*Records to process*:
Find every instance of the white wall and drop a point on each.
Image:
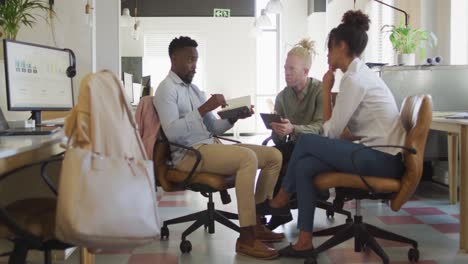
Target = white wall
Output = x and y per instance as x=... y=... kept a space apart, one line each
x=71 y=31
x=107 y=36
x=293 y=28
x=230 y=52
x=318 y=32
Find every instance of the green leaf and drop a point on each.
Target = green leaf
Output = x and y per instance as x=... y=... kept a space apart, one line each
x=407 y=40
x=17 y=13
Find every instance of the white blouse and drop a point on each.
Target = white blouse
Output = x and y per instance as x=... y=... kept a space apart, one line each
x=367 y=107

*Set task*: Please rewrite all the lines above, swapping "drop a point" for "place a mark" wherever it occurs and changing nothing else. Omit the pictures.

*Result of the task*:
Find every instance of the white wall and place a mark on each.
Image:
Target = white wall
Output = x and y per instance as x=... y=... kept a space apart, one line each
x=71 y=31
x=107 y=36
x=293 y=28
x=230 y=52
x=318 y=32
Find every instance of the green leaf and place a mark on each.
Target = green leaf
Output = x and y per instance as x=... y=... kept a space apart, one line each
x=407 y=40
x=17 y=13
Find every instance of the white blouse and place a mark on each.
Target = white blouse
Output = x and y per instance as x=... y=... kept a space apart, one line each
x=367 y=107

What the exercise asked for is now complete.